- Consigne:
Transcrivez, dans la lettre de Léon à l'archevêque de Mayence, le passage compris entre « H. Zimmerman, ed., Papsturkunden » et « (Toronto, 1988), 32-33. », ces deux bornes incluses.

- Extrait du texte:
:::::

H. Zimmerman, ed., Papsturkunden 896-1046 (Vienna, 1984), 133-34, and S. Simonsohn, ed., The Apostolic See and the Jews, vol. 1, Documents, 492-1404 (Toronto, 1988), 32-33.
Léon, évêque, serviteur des serviteurs de Dieu, à notre plus respectueux et confrère pieux Friederich, archevêque de la sainte église de Mayence. . . Cependant, concernant les juifs, pour lesquels votre fraternité a demandé notre avis [pour savoir] ce qui serait le mieux, les soumettre à la sainte religion, ou les expulser de vos communautés, nous vous donnons ce précepte : vous ne devez pas abandonner de leur prêcher le respect de la foi de la sainte trinité ou le mystère de l'incarnation du Seigneur, avec toute la sagacité et la connaissance du conseil de Dieu. Et, s’ils souhaitent de tout cœur croire et être baptisé, nous rendons grâce au Seigneur tout-puissant avec d’infinies louanges. Toutefois, s’ils ne veulent pas croire, expulsez les de vos communautés par notre autorité ; nous qui ne devons pas fréquenter les ennemis de Dieu, comme le dit l'apôtre : qu’y a-t-il de commun entre la lumière et les ténèbres, ou quelle part les fidèles avec l’infidèles ? (cf. 2 Cor 6,14 à 15.) Mais, ne les baptisez pas par la force et sans leur volonté ou leur demande, comme cela est écrit : Ne donnez pas les choses saintes aux chiens, et ne jetez pas vos perles devant les pourceaux, de peur qu'ils ne les foulent aux pieds (cf. Mt. 7,6). Sinon, croyez et gardez, entière et intacte, la foi en la sainte Trinité, que vous prêchez aux juifs et aux Gentils, que vous avez également envoyée à la sainte Eglise romaine, à savoir votre mère, pour être approuvée ; tout comme les apôtres et leurs successeurs nous l’ont léguée, et la sainte Église romaine l’a prêchée à toutes les nations, partout.

:::::

- Données fournies:
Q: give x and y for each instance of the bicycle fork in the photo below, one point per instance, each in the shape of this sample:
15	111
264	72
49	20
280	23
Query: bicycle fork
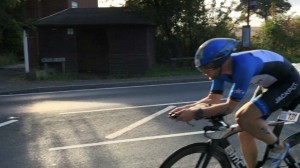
230	152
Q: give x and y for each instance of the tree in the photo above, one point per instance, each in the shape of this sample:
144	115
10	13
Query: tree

:::::

- Réponse attendue:
H. Zimmerman, ed., Papsturkunden 896-1046 (Vienna, 1984), 133-34, and S. Simonsohn, ed., The Apostolic See and the Jews, vol. 1, Documents, 492-1404 (Toronto, 1988), 32-33.